**JOUW OPDRACHT**
Verzamel uit de items elke regel waarin de string "beret" voorkomt en neem die regels letterlijk over. De vergelijking is hoofdlettergevoelig.

**ITEMS**
################
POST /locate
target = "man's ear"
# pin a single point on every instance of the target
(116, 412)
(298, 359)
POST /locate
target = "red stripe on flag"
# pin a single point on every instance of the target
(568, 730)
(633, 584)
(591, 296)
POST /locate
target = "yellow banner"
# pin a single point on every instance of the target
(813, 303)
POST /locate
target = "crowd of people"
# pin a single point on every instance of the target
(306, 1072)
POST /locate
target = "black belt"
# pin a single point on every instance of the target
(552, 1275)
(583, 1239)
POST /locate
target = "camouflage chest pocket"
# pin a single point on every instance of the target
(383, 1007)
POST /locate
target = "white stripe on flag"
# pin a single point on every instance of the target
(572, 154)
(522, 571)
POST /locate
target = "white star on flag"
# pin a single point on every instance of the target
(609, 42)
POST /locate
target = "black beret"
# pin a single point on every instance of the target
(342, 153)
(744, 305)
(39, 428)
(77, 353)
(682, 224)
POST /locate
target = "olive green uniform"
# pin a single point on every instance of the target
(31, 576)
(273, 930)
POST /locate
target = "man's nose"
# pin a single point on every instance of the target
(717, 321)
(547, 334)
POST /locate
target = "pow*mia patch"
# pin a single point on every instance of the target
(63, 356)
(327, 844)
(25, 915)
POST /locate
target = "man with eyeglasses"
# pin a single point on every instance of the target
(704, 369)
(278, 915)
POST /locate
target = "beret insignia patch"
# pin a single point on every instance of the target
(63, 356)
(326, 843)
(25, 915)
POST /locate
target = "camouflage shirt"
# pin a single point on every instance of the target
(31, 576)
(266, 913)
################
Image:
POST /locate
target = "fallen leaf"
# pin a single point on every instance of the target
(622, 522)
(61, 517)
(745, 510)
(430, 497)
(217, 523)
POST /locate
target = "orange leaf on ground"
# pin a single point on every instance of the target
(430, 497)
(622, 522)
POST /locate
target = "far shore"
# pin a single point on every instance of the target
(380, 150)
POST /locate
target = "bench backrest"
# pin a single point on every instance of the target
################
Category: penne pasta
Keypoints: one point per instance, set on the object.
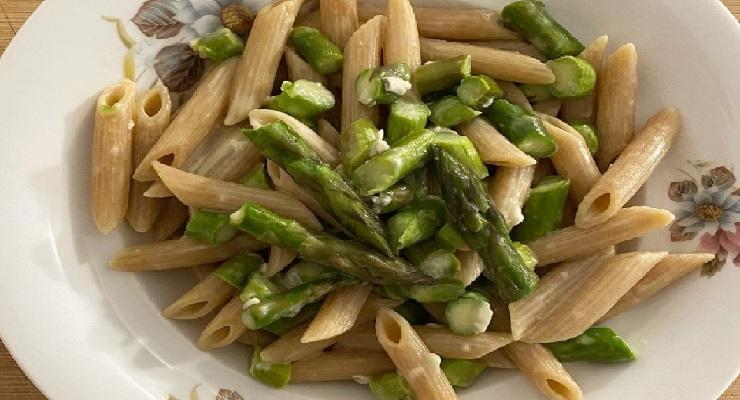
################
**OPLOSSING**
target = "black beret"
target = "beret insignia patch"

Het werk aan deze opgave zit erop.